TASK OBJECTIVE: Reproduce, line for line and without alteration, everything in the material below from the line containing "Would you mind pinning the fingernail" down to the end of the material.

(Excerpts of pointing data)

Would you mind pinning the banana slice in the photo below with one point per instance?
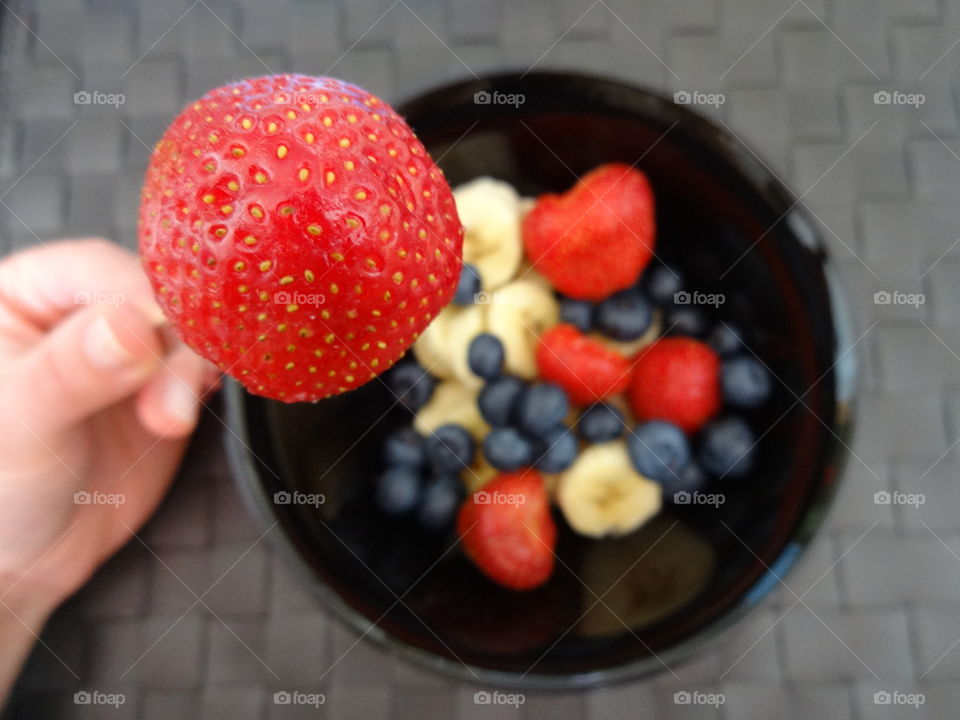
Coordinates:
(451, 402)
(490, 212)
(601, 494)
(518, 314)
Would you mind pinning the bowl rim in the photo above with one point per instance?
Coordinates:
(768, 185)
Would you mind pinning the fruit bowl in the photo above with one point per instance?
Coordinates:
(614, 608)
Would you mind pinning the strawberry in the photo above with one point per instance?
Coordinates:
(297, 234)
(597, 238)
(678, 380)
(588, 370)
(507, 530)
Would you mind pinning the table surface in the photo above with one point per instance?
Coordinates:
(876, 604)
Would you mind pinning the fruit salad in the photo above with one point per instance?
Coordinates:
(565, 384)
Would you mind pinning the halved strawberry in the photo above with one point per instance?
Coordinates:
(507, 530)
(597, 238)
(297, 233)
(587, 369)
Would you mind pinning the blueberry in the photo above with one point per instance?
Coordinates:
(398, 490)
(507, 449)
(404, 447)
(745, 382)
(725, 340)
(498, 400)
(578, 313)
(450, 448)
(726, 447)
(485, 356)
(468, 286)
(625, 315)
(600, 423)
(541, 407)
(411, 384)
(659, 450)
(441, 499)
(661, 283)
(557, 449)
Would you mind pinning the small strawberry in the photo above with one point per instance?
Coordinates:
(597, 238)
(297, 234)
(507, 530)
(677, 380)
(584, 367)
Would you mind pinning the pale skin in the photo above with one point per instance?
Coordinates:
(96, 396)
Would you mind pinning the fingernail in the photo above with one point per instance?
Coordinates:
(104, 348)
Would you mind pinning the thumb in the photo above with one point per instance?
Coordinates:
(89, 361)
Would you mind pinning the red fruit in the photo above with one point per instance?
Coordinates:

TASK OUTPUT:
Would you mind pinning the fingernail in the photo above with one point per instance?
Coordinates:
(104, 348)
Would you mind pinning the thumb in the photo above with one point per instance?
Coordinates:
(89, 361)
Would you mind pinning the red fruit in the photo above with one point per instance?
Coordinates:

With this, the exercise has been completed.